* _Short problem_
Find every line in the rows below that contains the word "segment" and copy each of those lines in full.

* _Input_
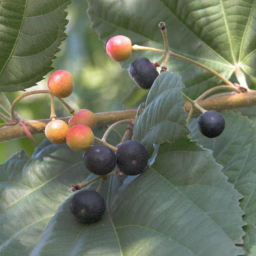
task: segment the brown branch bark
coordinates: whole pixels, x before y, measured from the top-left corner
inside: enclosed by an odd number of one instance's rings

...

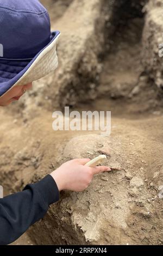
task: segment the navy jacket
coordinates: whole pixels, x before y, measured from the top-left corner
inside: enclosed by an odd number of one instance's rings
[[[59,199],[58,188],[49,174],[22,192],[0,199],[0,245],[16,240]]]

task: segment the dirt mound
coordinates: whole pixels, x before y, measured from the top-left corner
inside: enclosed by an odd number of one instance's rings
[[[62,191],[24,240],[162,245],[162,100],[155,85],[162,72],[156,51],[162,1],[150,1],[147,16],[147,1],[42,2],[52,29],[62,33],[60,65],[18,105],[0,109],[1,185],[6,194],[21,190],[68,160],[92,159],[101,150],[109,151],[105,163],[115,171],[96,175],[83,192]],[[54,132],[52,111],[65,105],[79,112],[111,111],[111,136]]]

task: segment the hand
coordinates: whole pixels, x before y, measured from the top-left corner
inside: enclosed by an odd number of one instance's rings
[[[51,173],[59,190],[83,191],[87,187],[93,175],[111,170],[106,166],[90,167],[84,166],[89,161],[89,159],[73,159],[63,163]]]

--

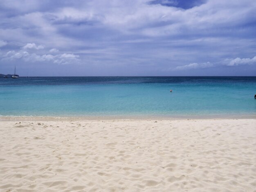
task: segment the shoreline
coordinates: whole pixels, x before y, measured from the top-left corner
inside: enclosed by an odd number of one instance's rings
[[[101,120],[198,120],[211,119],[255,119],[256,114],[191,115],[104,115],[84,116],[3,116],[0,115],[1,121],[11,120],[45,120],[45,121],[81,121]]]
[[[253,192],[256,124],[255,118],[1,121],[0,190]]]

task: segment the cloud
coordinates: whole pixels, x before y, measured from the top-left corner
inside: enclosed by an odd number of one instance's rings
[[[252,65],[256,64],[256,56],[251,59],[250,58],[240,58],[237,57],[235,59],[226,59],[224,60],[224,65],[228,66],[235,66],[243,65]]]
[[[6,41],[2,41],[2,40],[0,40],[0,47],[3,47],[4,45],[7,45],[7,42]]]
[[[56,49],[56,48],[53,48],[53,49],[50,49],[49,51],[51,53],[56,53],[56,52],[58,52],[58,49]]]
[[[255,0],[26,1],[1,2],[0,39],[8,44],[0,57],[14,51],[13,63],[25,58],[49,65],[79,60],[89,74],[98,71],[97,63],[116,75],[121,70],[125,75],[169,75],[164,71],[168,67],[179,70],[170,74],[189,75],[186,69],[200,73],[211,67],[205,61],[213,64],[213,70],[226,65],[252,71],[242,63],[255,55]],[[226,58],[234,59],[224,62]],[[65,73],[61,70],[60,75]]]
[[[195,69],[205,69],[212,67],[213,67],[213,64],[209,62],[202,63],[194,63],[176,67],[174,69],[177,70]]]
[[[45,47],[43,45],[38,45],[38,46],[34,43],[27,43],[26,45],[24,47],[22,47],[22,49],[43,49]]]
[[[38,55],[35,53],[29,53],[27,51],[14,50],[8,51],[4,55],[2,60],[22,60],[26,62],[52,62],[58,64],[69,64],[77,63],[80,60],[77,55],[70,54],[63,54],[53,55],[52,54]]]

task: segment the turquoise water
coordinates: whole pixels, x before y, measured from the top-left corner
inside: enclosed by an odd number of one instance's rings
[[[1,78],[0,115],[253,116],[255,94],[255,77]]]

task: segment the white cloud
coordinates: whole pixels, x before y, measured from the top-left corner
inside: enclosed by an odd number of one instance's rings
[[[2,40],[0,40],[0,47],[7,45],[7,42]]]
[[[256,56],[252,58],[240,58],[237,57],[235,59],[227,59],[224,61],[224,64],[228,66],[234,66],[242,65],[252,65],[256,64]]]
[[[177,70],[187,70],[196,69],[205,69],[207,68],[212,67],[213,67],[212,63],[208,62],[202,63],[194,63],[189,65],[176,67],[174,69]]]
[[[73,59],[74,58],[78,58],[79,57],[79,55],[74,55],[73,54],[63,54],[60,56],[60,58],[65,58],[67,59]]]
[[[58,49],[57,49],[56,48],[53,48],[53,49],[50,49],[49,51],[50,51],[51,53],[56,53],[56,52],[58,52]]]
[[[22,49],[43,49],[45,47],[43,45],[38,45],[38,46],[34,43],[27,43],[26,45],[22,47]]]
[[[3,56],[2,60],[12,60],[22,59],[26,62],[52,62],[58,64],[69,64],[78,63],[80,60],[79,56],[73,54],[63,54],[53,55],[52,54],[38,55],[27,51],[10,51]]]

* _Result of this task_
task: segment the brown branch bark
task: segment the navy jacket
task: segment the dirt mound
task: segment the hand
task: segment the shoreline
task: segment the cloud
task: segment the turquoise water
task: segment the white cloud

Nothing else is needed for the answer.